### What is being asked
An exact copy of every entry is the required answer.

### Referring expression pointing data
============
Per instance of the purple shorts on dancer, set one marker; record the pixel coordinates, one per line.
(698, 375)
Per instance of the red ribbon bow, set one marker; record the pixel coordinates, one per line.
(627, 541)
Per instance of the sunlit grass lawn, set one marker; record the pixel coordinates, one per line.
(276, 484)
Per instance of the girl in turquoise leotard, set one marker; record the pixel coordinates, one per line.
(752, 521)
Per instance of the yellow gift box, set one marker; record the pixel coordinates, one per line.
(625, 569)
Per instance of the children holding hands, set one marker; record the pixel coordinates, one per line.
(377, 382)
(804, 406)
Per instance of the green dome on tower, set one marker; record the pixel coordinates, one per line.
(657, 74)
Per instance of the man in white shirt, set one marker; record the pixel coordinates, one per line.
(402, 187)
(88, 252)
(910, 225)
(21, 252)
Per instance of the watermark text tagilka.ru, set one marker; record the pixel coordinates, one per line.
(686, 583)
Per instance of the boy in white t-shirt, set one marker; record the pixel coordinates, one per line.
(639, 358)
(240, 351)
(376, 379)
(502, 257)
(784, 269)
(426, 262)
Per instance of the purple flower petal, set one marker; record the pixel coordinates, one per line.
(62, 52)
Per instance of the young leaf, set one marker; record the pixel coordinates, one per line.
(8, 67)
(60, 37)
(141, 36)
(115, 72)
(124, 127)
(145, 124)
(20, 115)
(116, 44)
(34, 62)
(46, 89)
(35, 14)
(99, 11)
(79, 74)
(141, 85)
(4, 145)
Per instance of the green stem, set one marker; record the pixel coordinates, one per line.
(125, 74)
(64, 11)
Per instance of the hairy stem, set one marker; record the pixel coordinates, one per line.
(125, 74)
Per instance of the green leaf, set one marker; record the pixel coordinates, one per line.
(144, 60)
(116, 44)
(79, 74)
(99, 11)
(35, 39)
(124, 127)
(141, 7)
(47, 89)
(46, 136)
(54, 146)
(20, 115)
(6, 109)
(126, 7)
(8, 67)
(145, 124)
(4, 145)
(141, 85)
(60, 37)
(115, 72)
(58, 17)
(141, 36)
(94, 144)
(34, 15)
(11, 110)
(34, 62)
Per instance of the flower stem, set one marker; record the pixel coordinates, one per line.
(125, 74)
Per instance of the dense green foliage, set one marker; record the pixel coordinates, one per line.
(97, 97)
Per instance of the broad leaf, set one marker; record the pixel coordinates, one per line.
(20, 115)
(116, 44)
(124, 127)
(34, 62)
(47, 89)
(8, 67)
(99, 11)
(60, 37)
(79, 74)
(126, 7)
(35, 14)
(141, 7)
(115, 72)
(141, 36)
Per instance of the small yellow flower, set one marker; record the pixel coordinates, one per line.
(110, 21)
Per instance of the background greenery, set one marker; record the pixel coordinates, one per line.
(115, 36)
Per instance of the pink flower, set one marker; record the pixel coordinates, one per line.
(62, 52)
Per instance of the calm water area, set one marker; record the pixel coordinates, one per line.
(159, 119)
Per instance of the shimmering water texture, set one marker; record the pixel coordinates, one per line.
============
### Reply to the exercise
Per instance of the purple shorts on dancer, set one marker; record the pixel coordinates, one per line.
(698, 375)
Per instance of the red ribbon bow, set one marker; record the pixel coordinates, one per line.
(627, 541)
Per instance of the sunlit grass lawn, set one marker; record the pixel coordinates, one per line.
(276, 484)
Per instance of the girl in turquoise leotard, set one marker; record the pixel coordinates, one per line.
(752, 521)
Per instance of the yellow gift box, set one marker; record the pixel coordinates, one per line.
(625, 569)
Per instance of the children holding hands, set one marker; record the pixel coordinates, one per line.
(377, 382)
(804, 406)
Per instance of the green dome on tower, set one marker; record the pixel coordinates, one per line.
(657, 74)
Per instance of the man in white shirt, set one marker; record the pixel coordinates, one per line.
(402, 187)
(88, 252)
(910, 225)
(21, 252)
Per instance of the watermark text tagilka.ru, set one marker; record the pixel coordinates, one per line.
(686, 583)
Per instance of the boy in white t-shirt, set one marker; record the pixel coordinates, one per line.
(639, 358)
(240, 351)
(376, 379)
(502, 257)
(784, 269)
(426, 262)
Per instance of the purple flower petal, set one marker; record the pixel coordinates, one per line.
(62, 52)
Per instance of the young leaf, set one marker; record the pixel coordinates, one per line.
(8, 67)
(60, 37)
(141, 36)
(115, 72)
(124, 127)
(145, 124)
(20, 115)
(116, 44)
(34, 62)
(46, 89)
(35, 14)
(99, 11)
(79, 74)
(141, 85)
(4, 145)
Per instance of the green stem, set one marker; record the pixel coordinates, one per line.
(125, 74)
(64, 11)
Per instance of the hairy stem, set one marker; record the pixel coordinates, one per line.
(125, 74)
Per instance of the green leaf, set one marker; record the pixel coordinates, one per line.
(144, 60)
(116, 44)
(79, 74)
(99, 11)
(35, 39)
(124, 127)
(141, 7)
(47, 89)
(46, 136)
(54, 146)
(20, 115)
(6, 109)
(126, 7)
(8, 67)
(145, 124)
(4, 145)
(141, 85)
(60, 37)
(115, 72)
(58, 17)
(141, 36)
(94, 144)
(34, 15)
(11, 110)
(34, 62)
Per instance of the flower stem, set one marker; record the pixel coordinates, one per line.
(125, 74)
Per instance of the dense green foliage, set one marker; record the pixel coordinates, one per line.
(97, 97)
Per instance of the broad leaf, set one marker; record the pixel coordinates, one per line.
(20, 115)
(116, 44)
(124, 127)
(34, 62)
(47, 89)
(8, 67)
(99, 11)
(60, 37)
(79, 74)
(126, 7)
(35, 14)
(141, 7)
(115, 72)
(141, 36)
Per instance of the small yellow flower, set one marker; record the pixel coordinates, one per line.
(110, 21)
Per instance of the background greenery, set one marker; record the pixel coordinates, one per line.
(115, 36)
Per instance of the pink flower, set one marker; record the pixel coordinates, one per line.
(62, 52)
Per instance of the calm water area, set one marker; record the pixel coordinates, one per line.
(159, 119)
Per instance of the shimmering water texture, set one marker; record the pixel coordinates, one per line.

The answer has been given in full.